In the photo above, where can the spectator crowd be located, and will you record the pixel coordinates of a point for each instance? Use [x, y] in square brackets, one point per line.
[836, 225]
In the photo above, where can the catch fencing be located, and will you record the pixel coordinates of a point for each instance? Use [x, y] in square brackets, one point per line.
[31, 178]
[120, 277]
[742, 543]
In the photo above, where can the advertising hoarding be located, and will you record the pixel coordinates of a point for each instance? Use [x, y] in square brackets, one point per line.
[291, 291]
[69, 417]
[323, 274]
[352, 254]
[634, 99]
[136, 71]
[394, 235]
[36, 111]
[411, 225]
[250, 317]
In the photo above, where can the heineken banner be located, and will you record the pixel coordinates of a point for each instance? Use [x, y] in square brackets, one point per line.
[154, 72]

****************

• [Try it] Go through the records and copy each one exactly.

• [Finished task]
In the photo above, where can the spectator crowd be located, and will you record the pixel coordinates of a point for each instance? Use [x, y] in square brackets, one point per line.
[836, 225]
In the photo above, where can the catch fencing be located, and will you record the pixel coordinates of a point for each instance? Use [x, y] in square brackets, one point per line.
[31, 178]
[120, 277]
[742, 543]
In the photo above, where can the advertising hoarding be located, and will you record the pixel coordinates of a point for each instance? Use [x, y] in square brackets, one point per line.
[291, 291]
[69, 417]
[323, 274]
[352, 254]
[634, 99]
[136, 71]
[394, 235]
[36, 111]
[411, 225]
[250, 317]
In the photo above, where can the heineken banner be located, and will you record the pixel coordinates of a point for each instance? Use [x, y] in square brackets, one point per line.
[154, 72]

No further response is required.